Text excerpt |
^^^^^^^^

Mac OS X Maximum Security 154
Mac OS X Maximum Security | |
author | John Ray and William C Ray |
pages | 768 |
publisher | Sams |
rating | 7 |
reviewer | Tony Williams |
ISBN | 0672323818 |
summary | Comprehensive but sometimes long winded book that covers securit on your Mac well |
It really didn't concern me until one day when I was checking the logs on my Mac OS X box while developing a web app and discovered dozens of entries from all over the globe probing my box to see if it was an insecure IIS server. I then decided I needed to pay attention to security alerts and the help of a book like Macintosh OS X Maximum Security to help me understand and fix any holes.
The Good
The book is divided into four sections. Part 1 is about learning to think about security, covering such topics as physical security and protection from your users and bad guys. Part II, 'Vulnerabilities and Exposures,' covers the various sorts of attack such as password attacks, trojans and worms, sniffers and spoofing. Part III, 'Specific Mac OS X Resources and How To Secure Them,' covers just that, the various servers such as FTP, mail, Apache and SSH and how to go about making them safe. The final part covers attack prevention, detection, reaction and recovery with topics such as firewalls, alarm systems, logs and disaster planning.
Macintosh OS X Maximum Security is a large, extremely comprehensive volume. For the average person who wants to protect a small home network the information it provides is probably overkill. To make matters worse, the style is fairly verbose, particularly in the first section. Of course, if you want to secure a company network then you may need to know all the information -- and so all this background material is useful, if only so you can reach the right level of paranoia and suspicion.
The book is not a 'recipe' book that tells you "take these steps and you will have a secure machine"; rather it takes you through the possible holes and how to fix them. This approach seems much better for security, since it teaches you a respect for the places you have to open up and a methodical approach to doing so that will hopefully carry over beyond the specifics addressed. Any recipe is bound to have flaws since the operating system and the services are all changing, I'm hoping the methods and style this book have imparted to me will last beyond any changes.
The book also deals well with all the Macintosh-specific stuff, informing you well about such topics as Rendezvous, Apple Remote Desktop, using NetInfo and the like. One aspect that isn't well covered is Airport; securing an 802.11 network is barely touched on.

^^^^^^^^

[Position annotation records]
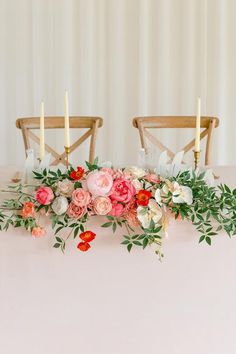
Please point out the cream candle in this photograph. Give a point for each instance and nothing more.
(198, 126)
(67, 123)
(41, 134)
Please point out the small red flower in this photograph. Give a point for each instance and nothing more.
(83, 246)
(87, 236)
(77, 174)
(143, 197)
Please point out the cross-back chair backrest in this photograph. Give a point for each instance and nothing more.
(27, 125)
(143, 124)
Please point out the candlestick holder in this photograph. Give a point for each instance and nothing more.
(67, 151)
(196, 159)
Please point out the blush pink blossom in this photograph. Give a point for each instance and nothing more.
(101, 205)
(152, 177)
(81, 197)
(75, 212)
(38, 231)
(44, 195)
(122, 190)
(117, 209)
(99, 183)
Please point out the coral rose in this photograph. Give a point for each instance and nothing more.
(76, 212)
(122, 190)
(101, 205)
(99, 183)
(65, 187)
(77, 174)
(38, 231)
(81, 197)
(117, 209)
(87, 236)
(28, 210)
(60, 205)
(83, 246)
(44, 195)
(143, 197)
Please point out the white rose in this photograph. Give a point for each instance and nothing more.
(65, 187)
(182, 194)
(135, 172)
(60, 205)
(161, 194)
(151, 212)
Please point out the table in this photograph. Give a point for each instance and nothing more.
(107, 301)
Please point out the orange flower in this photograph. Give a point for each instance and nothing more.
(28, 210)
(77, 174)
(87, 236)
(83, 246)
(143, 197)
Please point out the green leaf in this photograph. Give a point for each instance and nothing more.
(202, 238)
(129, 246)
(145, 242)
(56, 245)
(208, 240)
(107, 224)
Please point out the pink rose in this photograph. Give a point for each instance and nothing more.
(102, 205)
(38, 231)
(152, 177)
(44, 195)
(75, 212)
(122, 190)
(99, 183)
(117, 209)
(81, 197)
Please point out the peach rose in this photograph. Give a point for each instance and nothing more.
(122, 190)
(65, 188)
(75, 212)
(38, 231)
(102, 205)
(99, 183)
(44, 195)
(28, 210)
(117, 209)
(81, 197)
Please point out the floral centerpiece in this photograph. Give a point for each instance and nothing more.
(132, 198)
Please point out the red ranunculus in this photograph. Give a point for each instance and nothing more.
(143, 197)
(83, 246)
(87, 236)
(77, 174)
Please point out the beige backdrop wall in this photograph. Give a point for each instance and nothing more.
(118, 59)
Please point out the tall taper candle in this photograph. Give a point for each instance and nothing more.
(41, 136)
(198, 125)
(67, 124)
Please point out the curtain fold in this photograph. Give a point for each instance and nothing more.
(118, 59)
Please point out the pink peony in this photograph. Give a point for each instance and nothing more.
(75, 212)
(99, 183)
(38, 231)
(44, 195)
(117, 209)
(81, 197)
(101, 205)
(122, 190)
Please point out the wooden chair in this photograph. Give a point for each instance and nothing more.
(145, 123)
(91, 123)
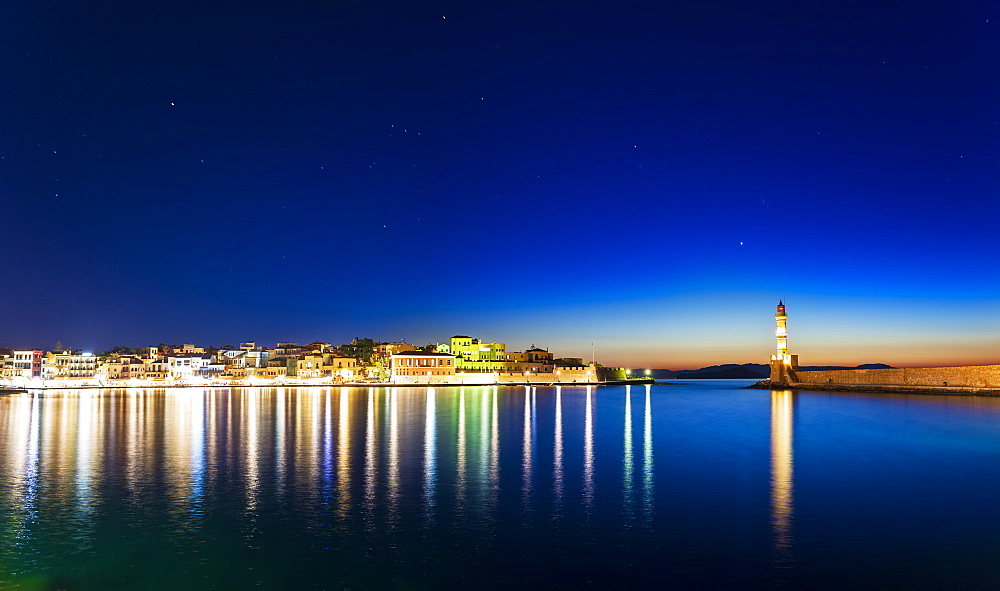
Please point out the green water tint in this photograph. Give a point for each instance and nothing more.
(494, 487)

^^^^^^^^

List of tasks |
1. Answer these questions about the book review:
(a) How many pages does the book have?
(b) Which servers does Part III cover?
(c) Which topic does the reviewer say is barely touched on?
2. Retype the passage of the book review starting with "The book is not" and going on through "beyond any changes.".

Results |
1.
(a) 768
(b) FTP, mail, Apache and SSH
(c) Airport, that is, securing an 802.11 network

2.
The book is not a 'recipe' book that tells you "take these steps and you will have a secure machine"; rather it takes you through the possible holes and how to fix them. This approach seems much better for security, since it teaches you a respect for the places you have to open up and a methodical approach to doing so that will hopefully carry over beyond the specifics addressed. Any recipe is bound to have flaws since the operating system and the services are all changing, I'm hoping the methods and style this book have imparted to me will last beyond any changes.